» **TASK DESCRIPTION**
Reproduce each of the following items word for word, changing nothing.

+ + + + + + +

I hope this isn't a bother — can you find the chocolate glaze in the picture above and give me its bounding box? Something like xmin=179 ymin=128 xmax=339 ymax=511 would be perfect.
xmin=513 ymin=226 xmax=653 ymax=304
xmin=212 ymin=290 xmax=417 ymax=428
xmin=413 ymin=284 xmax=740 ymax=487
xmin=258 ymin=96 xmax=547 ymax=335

+ + + + + + +

» **FINISHED ANSWER**
I hope this isn't a bother — can you find the chocolate glaze in the picture above and give me its bounding box? Something like xmin=179 ymin=128 xmax=339 ymax=511 would be perfect.
xmin=513 ymin=226 xmax=653 ymax=304
xmin=212 ymin=290 xmax=417 ymax=428
xmin=413 ymin=284 xmax=740 ymax=487
xmin=258 ymin=96 xmax=547 ymax=335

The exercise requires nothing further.